» PROBLEM STATEMENT: I'd like every line in the following listing that holds "mountain" copied.

» INPUT MATERIAL:
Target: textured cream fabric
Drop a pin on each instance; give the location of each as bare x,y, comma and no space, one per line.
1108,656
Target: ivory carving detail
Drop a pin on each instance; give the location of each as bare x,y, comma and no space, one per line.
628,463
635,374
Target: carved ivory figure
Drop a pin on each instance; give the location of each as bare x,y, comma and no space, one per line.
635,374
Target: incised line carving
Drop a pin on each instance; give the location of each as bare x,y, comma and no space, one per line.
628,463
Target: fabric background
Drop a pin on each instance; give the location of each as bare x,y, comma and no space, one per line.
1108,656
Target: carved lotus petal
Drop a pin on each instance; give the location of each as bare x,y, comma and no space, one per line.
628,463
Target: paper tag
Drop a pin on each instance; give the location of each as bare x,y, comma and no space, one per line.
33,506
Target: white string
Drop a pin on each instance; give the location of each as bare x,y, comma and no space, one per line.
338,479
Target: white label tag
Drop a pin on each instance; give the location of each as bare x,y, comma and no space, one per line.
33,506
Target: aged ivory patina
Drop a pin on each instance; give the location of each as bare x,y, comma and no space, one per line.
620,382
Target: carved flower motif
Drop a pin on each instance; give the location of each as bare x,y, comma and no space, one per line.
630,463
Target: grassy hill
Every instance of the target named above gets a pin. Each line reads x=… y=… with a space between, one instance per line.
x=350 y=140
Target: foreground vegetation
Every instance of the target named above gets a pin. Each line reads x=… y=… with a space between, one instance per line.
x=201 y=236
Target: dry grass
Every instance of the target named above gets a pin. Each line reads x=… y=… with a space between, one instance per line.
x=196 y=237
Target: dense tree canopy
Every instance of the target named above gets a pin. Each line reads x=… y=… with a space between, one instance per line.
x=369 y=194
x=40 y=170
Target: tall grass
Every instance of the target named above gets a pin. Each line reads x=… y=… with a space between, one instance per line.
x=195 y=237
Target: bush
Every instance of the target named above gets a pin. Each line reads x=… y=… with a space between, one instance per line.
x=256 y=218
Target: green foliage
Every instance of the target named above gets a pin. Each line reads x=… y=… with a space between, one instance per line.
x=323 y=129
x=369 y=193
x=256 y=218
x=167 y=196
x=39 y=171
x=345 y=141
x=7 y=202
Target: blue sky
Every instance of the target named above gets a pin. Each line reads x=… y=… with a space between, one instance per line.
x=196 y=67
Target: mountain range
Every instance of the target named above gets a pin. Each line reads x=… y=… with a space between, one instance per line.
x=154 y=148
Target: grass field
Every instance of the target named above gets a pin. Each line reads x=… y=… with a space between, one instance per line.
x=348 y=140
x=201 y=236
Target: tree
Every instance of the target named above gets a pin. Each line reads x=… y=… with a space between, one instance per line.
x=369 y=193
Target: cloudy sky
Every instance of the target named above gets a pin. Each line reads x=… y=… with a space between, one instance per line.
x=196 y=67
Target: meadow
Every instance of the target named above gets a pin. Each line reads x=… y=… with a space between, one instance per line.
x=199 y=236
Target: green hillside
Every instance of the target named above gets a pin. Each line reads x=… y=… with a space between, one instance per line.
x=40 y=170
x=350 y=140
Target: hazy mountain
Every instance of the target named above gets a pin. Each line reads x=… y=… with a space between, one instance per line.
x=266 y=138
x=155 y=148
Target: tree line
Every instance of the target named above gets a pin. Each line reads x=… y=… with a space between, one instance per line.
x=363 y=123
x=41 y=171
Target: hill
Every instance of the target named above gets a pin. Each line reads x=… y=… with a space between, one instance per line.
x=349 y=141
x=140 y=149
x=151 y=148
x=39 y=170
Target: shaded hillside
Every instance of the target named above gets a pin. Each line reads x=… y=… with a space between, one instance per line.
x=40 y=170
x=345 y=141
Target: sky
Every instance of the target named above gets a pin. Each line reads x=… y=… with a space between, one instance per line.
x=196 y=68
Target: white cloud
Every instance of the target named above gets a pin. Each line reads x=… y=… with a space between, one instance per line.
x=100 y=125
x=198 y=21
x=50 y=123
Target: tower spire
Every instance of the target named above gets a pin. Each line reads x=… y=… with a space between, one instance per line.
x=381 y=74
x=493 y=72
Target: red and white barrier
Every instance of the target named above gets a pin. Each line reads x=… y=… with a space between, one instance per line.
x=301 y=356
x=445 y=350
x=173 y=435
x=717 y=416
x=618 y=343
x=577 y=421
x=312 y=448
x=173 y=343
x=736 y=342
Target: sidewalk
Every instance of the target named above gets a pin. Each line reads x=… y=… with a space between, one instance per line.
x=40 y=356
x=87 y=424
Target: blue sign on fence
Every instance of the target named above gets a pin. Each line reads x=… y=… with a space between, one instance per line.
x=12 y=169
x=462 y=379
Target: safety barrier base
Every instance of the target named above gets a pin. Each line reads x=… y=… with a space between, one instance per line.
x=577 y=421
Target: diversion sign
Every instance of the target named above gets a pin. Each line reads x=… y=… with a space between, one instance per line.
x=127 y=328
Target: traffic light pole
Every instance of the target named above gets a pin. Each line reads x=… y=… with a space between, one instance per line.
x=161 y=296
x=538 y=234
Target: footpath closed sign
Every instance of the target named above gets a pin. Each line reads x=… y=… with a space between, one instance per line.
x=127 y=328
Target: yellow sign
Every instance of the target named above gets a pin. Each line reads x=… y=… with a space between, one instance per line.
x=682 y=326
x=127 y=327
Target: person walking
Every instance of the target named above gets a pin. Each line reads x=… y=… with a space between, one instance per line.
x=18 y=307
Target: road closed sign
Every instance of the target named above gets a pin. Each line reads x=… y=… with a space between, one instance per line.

» RESULT FOR THIS TASK:
Target: mountain range
Target: hazy mountain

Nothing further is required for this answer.